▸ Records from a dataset
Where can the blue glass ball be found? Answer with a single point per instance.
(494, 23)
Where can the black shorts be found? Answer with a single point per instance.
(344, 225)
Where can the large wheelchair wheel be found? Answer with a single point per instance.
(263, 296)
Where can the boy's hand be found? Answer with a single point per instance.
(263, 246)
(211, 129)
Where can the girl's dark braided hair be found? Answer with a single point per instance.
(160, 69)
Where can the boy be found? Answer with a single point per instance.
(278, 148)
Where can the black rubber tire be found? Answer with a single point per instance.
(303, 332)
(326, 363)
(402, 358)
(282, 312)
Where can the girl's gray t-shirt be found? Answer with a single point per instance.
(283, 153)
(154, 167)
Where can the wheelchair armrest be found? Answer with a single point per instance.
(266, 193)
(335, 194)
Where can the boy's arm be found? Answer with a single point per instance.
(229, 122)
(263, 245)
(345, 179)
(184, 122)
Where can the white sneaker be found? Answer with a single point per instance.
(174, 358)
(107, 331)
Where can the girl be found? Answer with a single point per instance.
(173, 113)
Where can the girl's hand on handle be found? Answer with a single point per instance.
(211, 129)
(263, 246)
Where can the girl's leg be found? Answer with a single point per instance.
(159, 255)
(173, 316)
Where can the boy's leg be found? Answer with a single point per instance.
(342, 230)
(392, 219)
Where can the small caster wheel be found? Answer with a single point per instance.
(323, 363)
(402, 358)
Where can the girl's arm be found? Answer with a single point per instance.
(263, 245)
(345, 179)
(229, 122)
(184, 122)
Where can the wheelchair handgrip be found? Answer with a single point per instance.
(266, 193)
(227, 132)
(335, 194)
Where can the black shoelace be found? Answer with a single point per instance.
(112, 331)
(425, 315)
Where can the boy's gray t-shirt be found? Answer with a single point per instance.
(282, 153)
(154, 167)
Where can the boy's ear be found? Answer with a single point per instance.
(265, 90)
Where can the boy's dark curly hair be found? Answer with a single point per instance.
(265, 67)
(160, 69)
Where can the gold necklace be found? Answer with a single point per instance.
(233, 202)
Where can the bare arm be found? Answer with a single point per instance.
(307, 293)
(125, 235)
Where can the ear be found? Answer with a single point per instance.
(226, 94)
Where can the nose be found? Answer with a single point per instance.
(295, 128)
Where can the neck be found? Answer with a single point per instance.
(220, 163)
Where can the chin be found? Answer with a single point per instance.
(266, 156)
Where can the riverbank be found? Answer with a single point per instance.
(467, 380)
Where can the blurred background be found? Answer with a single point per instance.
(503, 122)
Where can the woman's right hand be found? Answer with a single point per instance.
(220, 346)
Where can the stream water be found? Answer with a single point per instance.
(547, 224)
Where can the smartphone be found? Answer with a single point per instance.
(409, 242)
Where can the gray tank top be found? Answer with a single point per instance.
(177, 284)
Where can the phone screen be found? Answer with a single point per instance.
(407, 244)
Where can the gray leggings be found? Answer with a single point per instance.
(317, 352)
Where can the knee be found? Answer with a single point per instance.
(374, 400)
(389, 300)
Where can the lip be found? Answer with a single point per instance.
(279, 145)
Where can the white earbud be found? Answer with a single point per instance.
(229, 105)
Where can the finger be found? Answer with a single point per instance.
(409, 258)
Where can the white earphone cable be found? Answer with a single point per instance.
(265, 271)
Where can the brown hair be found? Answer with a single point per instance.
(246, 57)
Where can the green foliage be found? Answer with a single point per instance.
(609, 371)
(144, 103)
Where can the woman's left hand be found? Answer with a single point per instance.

▸ WHAT NEEDS TO BE DONE
Every record should be given again exactly.

▸ WRITTEN RESPONSE
Where can the blue glass ball be found? Answer with a single point per instance.
(494, 23)
Where can the black shorts be found? Answer with a single point per instance.
(344, 225)
Where can the large wheelchair wheel be found? Answer with a single point per instance.
(263, 296)
Where can the boy's hand be found? Answer with a single point per instance.
(263, 246)
(211, 129)
Where can the girl's dark braided hair be found? Answer with a single point per instance.
(160, 69)
Where can the boy be found? Answer with a single point per instance.
(278, 148)
Where can the black rubber tire be found? Answer with a single point per instance.
(303, 332)
(326, 363)
(402, 358)
(282, 312)
Where can the girl's gray t-shirt be found? Answer with a single point per instance.
(283, 153)
(154, 167)
Where can the wheelchair armrest be found? Answer with a single point per instance.
(266, 193)
(335, 194)
Where can the boy's arm be found? Answer with a single point per instance.
(229, 122)
(263, 245)
(345, 179)
(184, 122)
Where can the white sneaker be found? Answer with a single point per instance.
(174, 358)
(107, 331)
Where can the girl be found? Answer with a single point per instance.
(173, 113)
Where can the girl's hand on handle be found? Answer with a single point per instance.
(211, 129)
(263, 246)
Where can the girl's leg be found? Answer with a single point per instance.
(159, 255)
(173, 316)
Where can the boy's leg be found? Answer with a single point per instance.
(342, 230)
(392, 219)
Where can the small caster wheel be found? Answer with a single point per instance.
(323, 363)
(402, 358)
Where can the girl's arm be found? Answer with a single point per instance.
(263, 245)
(345, 179)
(229, 122)
(184, 122)
Where can the wheelchair handgrip be found? Answer with a single point per instance.
(266, 193)
(227, 132)
(335, 194)
Where can the black shoelace be found? Answer with a single point per instance.
(112, 331)
(425, 315)
Where can the boy's gray t-shirt be found? Answer with a single point per instance.
(282, 153)
(154, 167)
Where can the boy's ear be found? Answer with a single point per instance.
(265, 90)
Where can the boy's dark curly hair be found? Answer with a single point per instance.
(265, 67)
(160, 69)
Where can the gold necklace be found? Answer with a single point per instance.
(233, 202)
Where can the bare arm be found? Answer with a single point per instance.
(307, 293)
(125, 235)
Where can the ear be found? Answer with a single point per instance.
(226, 94)
Where can the nose be found? Answer with a single point per instance.
(295, 128)
Where can the neck be found? Answer with a single point per instance.
(220, 163)
Where can the chin be found? Answer with a single point per instance.
(266, 156)
Where can the riverbank be found? Answer with a single point per instance.
(467, 380)
Where can the blurred background be found? Answer with a single point per instance.
(503, 122)
Where can the woman's right hand be found? Answer with a single point per instance.
(220, 346)
Where can the stream water be found? Answer with a single point per instance.
(547, 224)
Where can the smartphone be found? Answer with a single point per instance.
(409, 242)
Where can the gray tank top be found? Answer with a single point per instance.
(177, 284)
Where can the phone screen be found? Answer with a single point per instance.
(407, 244)
Where can the gray leggings be found? Answer with a single point per instance.
(317, 352)
Where can the knee be found? Answer with a single point per instance.
(374, 400)
(389, 300)
Where can the lip be found? Answer with a single point per instance.
(279, 145)
Where can the white earbud be found? Answer with a single point per instance.
(229, 105)
Where can the finger be found? Answer with a single point per instance.
(409, 258)
Where can the white earphone cable be found? Answer with a single point per instance.
(265, 271)
Where can the brown hair be found? Answer with a single point per instance.
(246, 57)
Where can the green foliage be found? Answer with a single point per instance.
(609, 371)
(144, 103)
Where can the woman's left hand be found? Answer with a single point per instance.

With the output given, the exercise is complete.